Reading passage:
>>>
John Street  Apart from working in tennis courts, the mates and how we’d love to go for a walk in the Bush and you had Bush from Towradgi Road right through to just about Woonona running along the edge of the beach and on the sand dunes. And whenever we could, we got down there quite often through the year. An excursion of a Saturday morning early took us up to Brokers Nose. You got to the Corrimal Coke works and you got a lift on the little Coal train that took you to the washery at Tarrawanna, and you stayed on the skips and you got towed up the hill. And then you got a lift around the edge of Corrimal mine. Then we walked up the trail behind there where the power lines come out and walked around and quite often we’d camp on Saturday night up on the top of Brokers Nose. My God that was a windy and cold place. And then we come back down the same way on the Sunday afternoon.

Samantha Figueroa  Sounds fun.

John Street  Life was simple then.

Samantha Figueroa  Yeah.

John Street  It’s either that or down at Corrimal Beach and wandering through the bush.

In those days, a lot of the boys collected birds eats and I could never climb a tree, so I didn’t worry about that robbing eggs out of a nest and blowing them. You put a little hole at either end of the egg blew in one end and blew all the innards out and you had the eggshell left. And I was surprised at just how many variations of the eggs there were different colours on the patterns and beautiful blues and reds and greys. And some of them had quite big collections and they’re all taken from along that bushland. There was a lot wildlife through there too. There was a lot of brown snakes which we kept clear of. We now know them as the eastern browns. There was a few goannas there was a few frilled neck lizards down there, we had the frilled neck lizards at home with us. Fishing in Towradgi Creek was another big thing. There is always mullet and bream in Towradgi Creek and plenty of eels. Dad used to get the weed from Towradgi creek and go down to the black rocks at the end of Towradgi Road and go fishing of a night-time. The weed got you good blackfish and drummer. He’s a very keen fisherman. Yeah, I think we came up in a good time ’cause Hotels closed at 6:00 o’clock. You never had all this electronics stuff that we have done. While I’m all for the electronic stuff because the communication now is fantastic. In those days it was a manual exchange. You had to keep the receiver up to your ear and click on the button all the time to get someone at the exchange to listen to you and you asked for a phone number and they would get it for you. Then we went to the automatic exchanges, which made it a lot easier and we all thought we’re in heaven when that came along, you had a circular dial in your dollar two and then the four such forth, now we just press a button. It’s all programmed in.
<<<
(Saved entries)
>>>
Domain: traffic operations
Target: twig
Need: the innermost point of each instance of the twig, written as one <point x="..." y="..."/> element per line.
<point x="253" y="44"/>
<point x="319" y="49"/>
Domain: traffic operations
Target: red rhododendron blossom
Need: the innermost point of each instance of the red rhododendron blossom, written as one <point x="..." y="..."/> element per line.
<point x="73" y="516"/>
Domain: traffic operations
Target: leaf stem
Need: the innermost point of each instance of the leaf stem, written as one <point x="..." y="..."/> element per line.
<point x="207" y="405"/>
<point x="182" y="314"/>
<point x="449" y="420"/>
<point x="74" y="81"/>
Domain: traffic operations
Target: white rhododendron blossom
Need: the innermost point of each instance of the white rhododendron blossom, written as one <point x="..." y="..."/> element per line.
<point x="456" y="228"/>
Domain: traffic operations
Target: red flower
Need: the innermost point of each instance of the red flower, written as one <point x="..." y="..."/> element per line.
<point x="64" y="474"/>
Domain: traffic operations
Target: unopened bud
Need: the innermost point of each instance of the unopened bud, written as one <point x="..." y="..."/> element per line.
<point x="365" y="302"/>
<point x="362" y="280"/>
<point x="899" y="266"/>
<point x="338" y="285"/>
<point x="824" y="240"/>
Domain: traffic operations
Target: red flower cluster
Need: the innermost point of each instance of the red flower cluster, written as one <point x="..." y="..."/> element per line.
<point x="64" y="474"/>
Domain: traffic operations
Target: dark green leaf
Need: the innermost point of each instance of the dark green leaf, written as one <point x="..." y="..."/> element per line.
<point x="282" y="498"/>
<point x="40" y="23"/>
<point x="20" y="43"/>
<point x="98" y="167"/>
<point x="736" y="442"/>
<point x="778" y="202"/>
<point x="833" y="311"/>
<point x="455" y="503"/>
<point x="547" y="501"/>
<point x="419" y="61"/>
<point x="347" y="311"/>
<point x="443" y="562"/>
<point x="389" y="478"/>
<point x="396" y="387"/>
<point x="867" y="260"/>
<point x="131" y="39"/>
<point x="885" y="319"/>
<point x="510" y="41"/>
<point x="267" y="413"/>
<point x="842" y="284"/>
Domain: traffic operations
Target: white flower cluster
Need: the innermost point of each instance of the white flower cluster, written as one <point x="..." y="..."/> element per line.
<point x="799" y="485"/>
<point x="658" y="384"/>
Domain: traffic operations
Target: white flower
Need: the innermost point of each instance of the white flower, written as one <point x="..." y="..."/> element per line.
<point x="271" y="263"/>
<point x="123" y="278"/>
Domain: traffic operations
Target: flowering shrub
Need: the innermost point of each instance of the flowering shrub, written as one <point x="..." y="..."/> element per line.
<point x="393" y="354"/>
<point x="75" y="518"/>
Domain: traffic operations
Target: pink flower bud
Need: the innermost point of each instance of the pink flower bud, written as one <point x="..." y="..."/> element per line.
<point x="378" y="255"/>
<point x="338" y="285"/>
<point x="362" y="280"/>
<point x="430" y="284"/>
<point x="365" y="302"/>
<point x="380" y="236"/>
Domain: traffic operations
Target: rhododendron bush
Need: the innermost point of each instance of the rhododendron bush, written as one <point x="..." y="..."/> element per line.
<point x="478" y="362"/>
<<<
Activity list:
- a) Translate this sentence from the Towradgi interview into Spanish: "Fishing in Towradgi Creek was another big thing."
- b) List every kind of fish named in the Towradgi interview.
- c) Carry on the Towradgi interview from its last sentence.
The listing is unrelated to the Towradgi interview.

Answers by item number:
- a) Pescar en el arroyo Towradgi era otra cosa muy importante.

- b) Mullet, bream, eels, blackfish, drummer

- c)
Samantha Figueroa  Yeah. We barely remember people’s numbers these days do we?

John Street  Oh, I can tell you the number we had in ah Corrimal, it was Corrimal 104 and Wollongong was, was double one o four I have a fairly good memory for numbers.

Samantha Figueroa  That’s good. So, did you have jobs when you were younger at home?

John Street  Yes, doing the tennis courts, feeding the chooks, looking after some parrots that we had there. Yeah, when I was old enough mowing the lawn with an old electric lawnmower.

I enjoyed that I still do enjoy mowing lawns.

Samantha Figueroa  And did you know your neighbours around there? Is that who you camped with?

John Street  Yeah, the kids that we camped with, yeah. A lot of them are gone now, unfortunately. Poor old Barry Smith, who is well known to the council, a well-known Wollongong photographer he had a ah heart exchange many years ago and he, he had a good eight years after that. The first six years were fantastic and two years of going downhill and passed away. Barry and I were very close mates over the years. There’s quite a few of them there. Dick Lovett is still alive. He’s the ah, oh he’s retired now, he was a minister in the Apostolic Church. He lives in Wangaratta way in Victoria. We see and hear from Dick once or twice a year. Paul Moores lives up in the Hunter Valley and I think that’s about the only two of them left now, the rest of them are gone. We seem to forget that we get older. Various diseases take over. I got my first motor car in 1961 as a little Austin A 30 and I thought I was just it. It was great and I met this lovely little blonde girl. Nineteen? in 1957, 58.

Samantha Figueroa  How old were you?

John Street  16 1/2 bit over 16 and a half and this blonde girl was 16. Four years later we married.

Samantha Figueroa  That’s lovely.

John Street  58 1/2 years now.

Samantha Figueroa  Do you have children?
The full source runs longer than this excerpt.